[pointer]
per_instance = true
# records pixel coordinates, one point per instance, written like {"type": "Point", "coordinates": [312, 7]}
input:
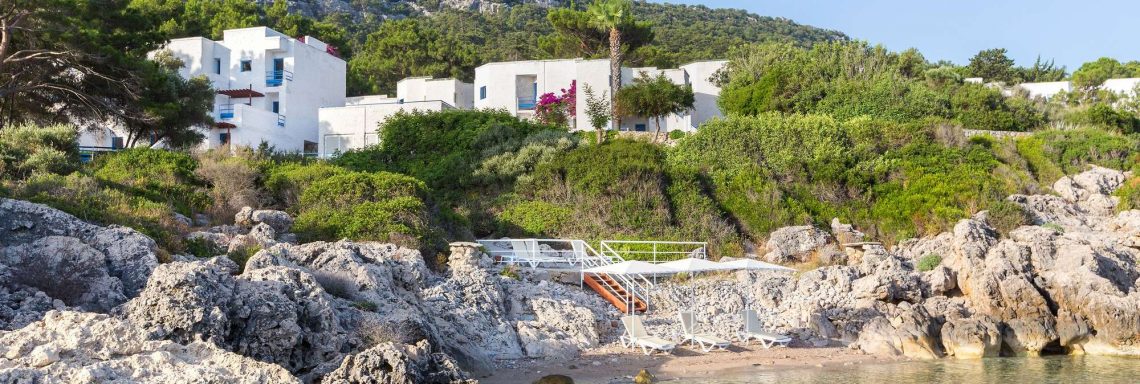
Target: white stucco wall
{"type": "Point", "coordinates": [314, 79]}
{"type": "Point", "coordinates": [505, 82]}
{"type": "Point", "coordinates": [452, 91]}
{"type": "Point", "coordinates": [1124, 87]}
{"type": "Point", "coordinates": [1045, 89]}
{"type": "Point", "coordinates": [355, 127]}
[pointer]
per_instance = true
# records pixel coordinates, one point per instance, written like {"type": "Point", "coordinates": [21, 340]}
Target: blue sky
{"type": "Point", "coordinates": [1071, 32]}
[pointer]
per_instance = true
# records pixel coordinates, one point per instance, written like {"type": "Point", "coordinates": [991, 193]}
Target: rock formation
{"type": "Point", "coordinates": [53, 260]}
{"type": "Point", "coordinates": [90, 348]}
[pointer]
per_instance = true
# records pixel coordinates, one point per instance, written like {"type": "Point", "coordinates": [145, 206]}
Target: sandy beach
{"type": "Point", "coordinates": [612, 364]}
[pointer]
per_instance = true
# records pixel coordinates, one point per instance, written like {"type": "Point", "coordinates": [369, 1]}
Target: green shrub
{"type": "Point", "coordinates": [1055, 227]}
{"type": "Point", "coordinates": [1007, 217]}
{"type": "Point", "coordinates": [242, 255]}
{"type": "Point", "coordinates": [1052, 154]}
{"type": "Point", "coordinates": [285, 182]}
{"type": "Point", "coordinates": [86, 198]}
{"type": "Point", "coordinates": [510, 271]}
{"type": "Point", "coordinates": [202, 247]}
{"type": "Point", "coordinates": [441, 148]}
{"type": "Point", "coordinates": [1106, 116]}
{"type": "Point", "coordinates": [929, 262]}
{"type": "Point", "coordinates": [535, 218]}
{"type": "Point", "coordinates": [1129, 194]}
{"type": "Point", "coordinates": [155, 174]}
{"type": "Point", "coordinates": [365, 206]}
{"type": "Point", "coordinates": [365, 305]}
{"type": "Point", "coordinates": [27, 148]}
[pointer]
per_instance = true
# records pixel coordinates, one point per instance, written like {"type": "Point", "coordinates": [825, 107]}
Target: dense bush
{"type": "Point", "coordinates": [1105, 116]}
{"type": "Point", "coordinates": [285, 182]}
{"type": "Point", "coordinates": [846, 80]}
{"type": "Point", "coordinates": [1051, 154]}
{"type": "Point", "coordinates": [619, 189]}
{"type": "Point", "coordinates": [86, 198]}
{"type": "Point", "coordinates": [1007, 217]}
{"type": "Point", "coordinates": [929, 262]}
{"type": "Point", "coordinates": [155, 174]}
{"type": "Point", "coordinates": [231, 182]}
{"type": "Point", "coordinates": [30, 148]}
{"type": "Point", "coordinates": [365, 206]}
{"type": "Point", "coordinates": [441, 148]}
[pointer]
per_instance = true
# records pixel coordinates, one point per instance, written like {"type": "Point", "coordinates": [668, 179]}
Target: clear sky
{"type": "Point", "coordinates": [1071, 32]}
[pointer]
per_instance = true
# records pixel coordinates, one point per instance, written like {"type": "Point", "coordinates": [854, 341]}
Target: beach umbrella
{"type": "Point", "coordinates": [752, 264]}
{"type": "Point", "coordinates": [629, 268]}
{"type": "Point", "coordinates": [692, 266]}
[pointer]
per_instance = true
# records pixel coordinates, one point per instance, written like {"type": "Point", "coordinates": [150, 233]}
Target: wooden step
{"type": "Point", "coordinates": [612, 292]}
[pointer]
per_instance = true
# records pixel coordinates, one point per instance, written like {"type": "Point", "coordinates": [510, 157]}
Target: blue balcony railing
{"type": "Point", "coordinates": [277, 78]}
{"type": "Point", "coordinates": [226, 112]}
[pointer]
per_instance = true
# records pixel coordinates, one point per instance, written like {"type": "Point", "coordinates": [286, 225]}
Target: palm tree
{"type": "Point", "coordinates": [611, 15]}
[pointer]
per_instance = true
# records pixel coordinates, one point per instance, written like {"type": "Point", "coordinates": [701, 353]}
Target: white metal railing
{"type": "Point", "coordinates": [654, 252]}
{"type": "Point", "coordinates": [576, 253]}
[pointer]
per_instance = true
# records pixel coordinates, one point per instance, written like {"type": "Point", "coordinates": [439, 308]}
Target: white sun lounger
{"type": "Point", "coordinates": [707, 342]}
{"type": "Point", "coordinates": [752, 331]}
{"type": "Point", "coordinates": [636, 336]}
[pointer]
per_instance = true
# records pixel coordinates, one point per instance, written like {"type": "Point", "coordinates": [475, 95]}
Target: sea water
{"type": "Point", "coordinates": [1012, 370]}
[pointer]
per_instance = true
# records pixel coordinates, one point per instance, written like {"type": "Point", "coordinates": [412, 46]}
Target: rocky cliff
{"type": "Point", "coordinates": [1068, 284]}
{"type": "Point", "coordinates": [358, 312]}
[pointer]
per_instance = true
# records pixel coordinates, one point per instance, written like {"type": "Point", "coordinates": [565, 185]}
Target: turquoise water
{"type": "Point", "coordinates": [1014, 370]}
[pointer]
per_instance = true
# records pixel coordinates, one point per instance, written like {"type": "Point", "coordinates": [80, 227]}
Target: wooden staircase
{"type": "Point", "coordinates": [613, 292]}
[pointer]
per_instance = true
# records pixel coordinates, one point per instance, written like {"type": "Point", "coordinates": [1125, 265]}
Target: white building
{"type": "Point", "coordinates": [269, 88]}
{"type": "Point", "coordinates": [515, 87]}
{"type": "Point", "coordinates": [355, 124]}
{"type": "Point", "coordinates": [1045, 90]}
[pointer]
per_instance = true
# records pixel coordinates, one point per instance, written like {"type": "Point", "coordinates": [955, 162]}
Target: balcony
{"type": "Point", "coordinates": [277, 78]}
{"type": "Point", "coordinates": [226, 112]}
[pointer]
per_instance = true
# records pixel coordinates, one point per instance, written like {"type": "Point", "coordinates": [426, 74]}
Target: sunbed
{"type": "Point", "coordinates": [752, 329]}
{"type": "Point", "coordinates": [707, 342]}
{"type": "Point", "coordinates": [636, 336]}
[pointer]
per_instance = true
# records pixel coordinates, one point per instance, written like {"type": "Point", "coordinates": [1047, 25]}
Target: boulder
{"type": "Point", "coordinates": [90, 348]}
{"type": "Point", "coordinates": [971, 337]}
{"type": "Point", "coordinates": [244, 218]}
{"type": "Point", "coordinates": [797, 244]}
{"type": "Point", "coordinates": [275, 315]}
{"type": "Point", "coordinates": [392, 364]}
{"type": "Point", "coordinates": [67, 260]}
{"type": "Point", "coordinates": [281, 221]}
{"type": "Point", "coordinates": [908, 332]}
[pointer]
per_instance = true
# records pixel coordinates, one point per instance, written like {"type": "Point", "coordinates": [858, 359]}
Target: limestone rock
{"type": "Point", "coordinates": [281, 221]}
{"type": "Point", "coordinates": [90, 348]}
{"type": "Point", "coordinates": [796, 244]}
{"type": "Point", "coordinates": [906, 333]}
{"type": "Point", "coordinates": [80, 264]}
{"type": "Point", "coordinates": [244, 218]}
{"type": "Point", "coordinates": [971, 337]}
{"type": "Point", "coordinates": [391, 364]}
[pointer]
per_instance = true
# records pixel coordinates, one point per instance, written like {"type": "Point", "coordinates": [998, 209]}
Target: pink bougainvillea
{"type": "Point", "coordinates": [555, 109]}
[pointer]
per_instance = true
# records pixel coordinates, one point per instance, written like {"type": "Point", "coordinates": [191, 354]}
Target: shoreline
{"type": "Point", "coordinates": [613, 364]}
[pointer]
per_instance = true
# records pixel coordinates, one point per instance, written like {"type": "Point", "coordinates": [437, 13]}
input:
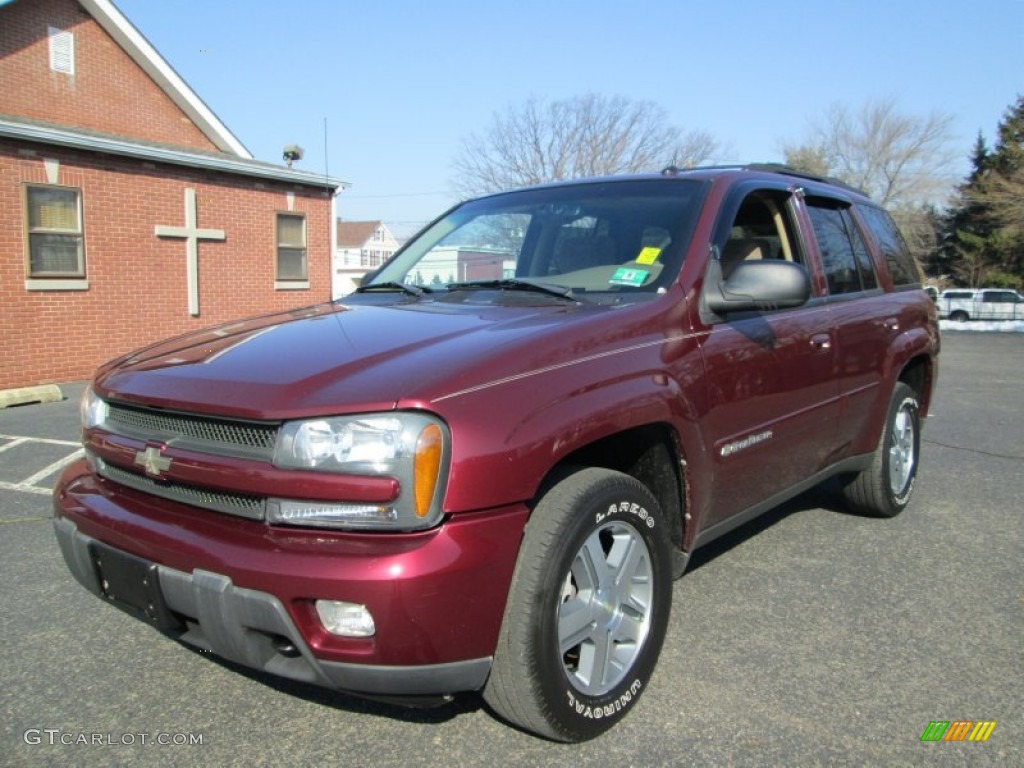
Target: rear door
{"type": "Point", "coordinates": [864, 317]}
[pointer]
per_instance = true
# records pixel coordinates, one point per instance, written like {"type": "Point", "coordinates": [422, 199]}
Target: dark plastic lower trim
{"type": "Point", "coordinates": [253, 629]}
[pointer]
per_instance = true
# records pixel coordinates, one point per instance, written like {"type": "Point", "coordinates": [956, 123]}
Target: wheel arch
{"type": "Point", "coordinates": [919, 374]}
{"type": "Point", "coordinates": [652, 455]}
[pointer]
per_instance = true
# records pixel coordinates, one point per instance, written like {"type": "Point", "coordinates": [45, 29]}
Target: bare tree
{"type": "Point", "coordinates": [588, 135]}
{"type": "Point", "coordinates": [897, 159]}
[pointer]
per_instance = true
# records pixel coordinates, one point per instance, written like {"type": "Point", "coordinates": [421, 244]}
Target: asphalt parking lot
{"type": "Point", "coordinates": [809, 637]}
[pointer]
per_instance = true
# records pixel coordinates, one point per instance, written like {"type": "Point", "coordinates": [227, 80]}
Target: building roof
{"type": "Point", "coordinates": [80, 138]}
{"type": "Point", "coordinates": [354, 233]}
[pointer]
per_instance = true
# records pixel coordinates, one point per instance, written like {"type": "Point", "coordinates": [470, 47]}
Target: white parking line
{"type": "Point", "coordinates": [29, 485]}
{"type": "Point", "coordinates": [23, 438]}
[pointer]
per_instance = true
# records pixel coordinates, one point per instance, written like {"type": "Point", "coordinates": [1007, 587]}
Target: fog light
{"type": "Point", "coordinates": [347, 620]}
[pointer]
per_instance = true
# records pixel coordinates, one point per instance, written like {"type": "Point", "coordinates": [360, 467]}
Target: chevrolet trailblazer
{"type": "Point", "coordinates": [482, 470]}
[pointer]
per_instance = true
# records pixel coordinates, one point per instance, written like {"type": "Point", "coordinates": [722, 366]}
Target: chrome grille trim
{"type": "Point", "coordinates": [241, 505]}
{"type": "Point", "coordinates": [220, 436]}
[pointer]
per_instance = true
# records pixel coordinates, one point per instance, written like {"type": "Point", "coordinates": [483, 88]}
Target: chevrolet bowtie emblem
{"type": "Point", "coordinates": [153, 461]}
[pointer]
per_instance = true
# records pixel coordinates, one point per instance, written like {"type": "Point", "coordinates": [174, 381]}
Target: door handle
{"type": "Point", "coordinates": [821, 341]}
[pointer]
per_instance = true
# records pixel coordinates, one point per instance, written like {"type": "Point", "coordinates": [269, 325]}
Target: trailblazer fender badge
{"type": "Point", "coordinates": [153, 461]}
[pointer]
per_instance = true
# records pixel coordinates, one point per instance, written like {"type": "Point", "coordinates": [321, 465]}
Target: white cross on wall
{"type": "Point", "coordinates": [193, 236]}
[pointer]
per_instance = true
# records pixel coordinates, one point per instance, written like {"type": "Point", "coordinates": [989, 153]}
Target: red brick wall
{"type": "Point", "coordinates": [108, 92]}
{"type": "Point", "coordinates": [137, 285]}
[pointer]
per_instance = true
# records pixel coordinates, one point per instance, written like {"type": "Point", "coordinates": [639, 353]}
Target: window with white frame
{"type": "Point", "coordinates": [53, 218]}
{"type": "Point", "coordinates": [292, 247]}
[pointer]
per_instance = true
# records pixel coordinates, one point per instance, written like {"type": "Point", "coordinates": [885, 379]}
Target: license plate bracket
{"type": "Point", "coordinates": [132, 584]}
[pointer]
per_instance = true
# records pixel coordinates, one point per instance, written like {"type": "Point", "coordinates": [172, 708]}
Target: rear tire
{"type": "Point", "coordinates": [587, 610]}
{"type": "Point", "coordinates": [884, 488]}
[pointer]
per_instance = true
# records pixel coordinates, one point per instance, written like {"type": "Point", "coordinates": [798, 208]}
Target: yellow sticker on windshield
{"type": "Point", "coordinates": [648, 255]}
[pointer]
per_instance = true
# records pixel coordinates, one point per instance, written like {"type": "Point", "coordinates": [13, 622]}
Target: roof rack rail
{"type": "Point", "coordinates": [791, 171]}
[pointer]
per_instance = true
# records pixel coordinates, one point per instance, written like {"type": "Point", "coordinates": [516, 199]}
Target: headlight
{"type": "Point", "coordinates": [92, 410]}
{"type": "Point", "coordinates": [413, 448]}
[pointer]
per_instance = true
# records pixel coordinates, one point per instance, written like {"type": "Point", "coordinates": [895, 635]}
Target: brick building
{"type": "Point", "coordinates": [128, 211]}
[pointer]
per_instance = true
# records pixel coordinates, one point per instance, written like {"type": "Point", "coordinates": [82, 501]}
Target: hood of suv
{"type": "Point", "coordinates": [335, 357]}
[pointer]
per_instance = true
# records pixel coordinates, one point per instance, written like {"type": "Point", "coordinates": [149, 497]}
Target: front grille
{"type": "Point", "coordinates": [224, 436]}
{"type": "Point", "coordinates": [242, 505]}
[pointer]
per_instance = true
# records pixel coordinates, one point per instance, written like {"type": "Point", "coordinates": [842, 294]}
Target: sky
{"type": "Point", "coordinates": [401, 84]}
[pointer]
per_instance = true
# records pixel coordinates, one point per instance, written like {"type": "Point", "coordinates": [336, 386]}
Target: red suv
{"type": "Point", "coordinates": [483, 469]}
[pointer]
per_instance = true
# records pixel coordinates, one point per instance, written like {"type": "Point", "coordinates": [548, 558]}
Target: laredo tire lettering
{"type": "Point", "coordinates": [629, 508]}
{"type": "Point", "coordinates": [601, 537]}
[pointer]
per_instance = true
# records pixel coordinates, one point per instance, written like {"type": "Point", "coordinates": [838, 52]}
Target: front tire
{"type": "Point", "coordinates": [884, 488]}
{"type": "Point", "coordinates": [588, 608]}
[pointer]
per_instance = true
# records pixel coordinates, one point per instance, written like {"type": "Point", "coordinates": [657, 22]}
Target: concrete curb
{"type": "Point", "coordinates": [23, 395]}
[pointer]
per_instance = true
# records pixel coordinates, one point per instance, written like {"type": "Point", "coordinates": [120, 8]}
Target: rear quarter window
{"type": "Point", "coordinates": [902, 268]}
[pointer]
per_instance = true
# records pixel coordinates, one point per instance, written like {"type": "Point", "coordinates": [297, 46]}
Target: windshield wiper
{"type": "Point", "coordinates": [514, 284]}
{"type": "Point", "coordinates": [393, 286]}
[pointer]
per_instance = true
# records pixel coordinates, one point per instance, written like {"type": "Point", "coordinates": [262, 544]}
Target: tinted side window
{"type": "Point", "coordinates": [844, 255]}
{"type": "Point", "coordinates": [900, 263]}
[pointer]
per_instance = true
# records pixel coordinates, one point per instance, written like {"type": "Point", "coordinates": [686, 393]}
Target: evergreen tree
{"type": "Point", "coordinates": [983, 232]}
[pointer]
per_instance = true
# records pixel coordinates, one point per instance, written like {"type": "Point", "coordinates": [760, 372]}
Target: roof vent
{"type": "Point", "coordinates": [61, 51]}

**WHAT YOU WILL DO**
Can you show every line of the data that contains the word "water"?

**FULL RESPONSE**
Target: sea water
Target: turquoise water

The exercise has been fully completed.